18th and 19th century restorations

The nave was re-roofed in 1782 and the names of the churchwardens and carpenter are visible carved in the beams. Renovations were carried out in 1721 to the north porch which bears the arms of the Mowbray family, and much later in 1871 to the south porch. In 1868 major restorations were carried out under the direction of James Fowler of Louth according to the ideas of the time. These included the building of an organ chamber, the removal of a gallery, reseating and re-roofing of the aisles. This had the effect of fixing the interior of the church for more than 140 years.

The east and west windows along with others are by W H Constable of Cambridge. The east window depicts scenes from the infancy, passion and resurrection of Christ and the west window shows our Patron St Andrew, flanked by St Peter and St Paul.

The two keyboard manual Abbot Smith organ was given to St Andrew’s in 1890 by Mr B G Pulleyne of Leeds. To date it has undergone three restorations one in 1952 when an electric blower replaced the old manual pump, a second in 1973 when a tremolo stop was added and a third in 1999 when a major restoration was undertaken.

21st century restoration

In the late 1980’s it became clear that the fabric of St Andrew's was in a very poor state and an extensive programme of repairs and maintenance was carried out over a period of fifteen years beginning in 1999. Extensive restoration on the higher levels of the tower was carried out in 1999/2000 including new pinnacles. Subsequent repairs, extensively funded by English Heritage and the Heritage Lottery Fund, have been carried out to the nave, chancel, aisle roofs, parapet stonework, rainwater goods, and other remedial work to stonework. Photo-voltaic cells were installed on the nave roof and the external restoration was completed in 2011.

Major work to the interior of the church took place in 2012-14 including a new limestone floor with underfloor heating, a ringers’ gallery in the tower with a heritage/meeting room underneath, kitchen and toilets. At the same time the church was completely rewired and rush seat chairs replace the Victorian pews. The result of this is a church building in which the mediaeval fabric is more visible and can be used for concerts, fund raising events as well as worship.


The church has a fine peal of eight bells in the tower with a tenor of a little under seventeen hundredweight. 1937 saw the removal of the previous peal of six bells for them to be recast with some additional metal to form the current peal of eight bells. “To commemorate the Coronation of HM King George the V1, May 12th 1937”. This recasting was undertaken by John Taylor and Co of Loughborough. Further restoration of both organ and bells is planned in the near future.

(Collected data entries)

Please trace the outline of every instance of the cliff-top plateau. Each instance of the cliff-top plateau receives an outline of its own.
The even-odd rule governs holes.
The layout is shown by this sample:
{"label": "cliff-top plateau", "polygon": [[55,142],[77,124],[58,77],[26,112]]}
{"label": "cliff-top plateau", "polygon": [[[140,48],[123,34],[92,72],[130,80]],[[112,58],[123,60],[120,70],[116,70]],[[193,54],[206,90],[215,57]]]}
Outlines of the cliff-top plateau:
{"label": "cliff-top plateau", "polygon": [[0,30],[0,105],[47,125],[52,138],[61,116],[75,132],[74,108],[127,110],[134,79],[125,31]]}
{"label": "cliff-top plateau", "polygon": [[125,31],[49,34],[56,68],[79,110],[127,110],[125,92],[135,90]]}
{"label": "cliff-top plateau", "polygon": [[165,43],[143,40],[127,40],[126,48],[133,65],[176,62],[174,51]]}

• [PROBLEMS AND TASKS]
1 - Translate this sentence from the St Andrew's restoration text into Spanish: "The nave was re-roofed in 1782 and the names of the churchwardens and carpenter are visible carved in the beams."
2 - Reproduce the St Andrew's restoration text above, everything from "18th and 19th" down to "than 140 years.".
3 - According to the St Andrew's restoration text, who carried out the 1937 recasting of the bells?

• [SOLUTIONS TO EACH TASK]
1 - La nave se volvió a techar en 1782 y los nombres de los mayordomos de la parroquia y del carpintero se ven tallados en las vigas.

2 -
18th and 19th century restorations

The nave was re-roofed in 1782 and the names of the churchwardens and carpenter are visible carved in the beams. Renovations were carried out in 1721 to the north porch which bears the arms of the Mowbray family, and much later in 1871 to the south porch. In 1868 major restorations were carried out under the direction of James Fowler of Louth according to the ideas of the time. These included the building of an organ chamber, the removal of a gallery, reseating and re-roofing of the aisles. This had the effect of fixing the interior of the church for more than 140 years.

3 - John Taylor and Co of Loughborough.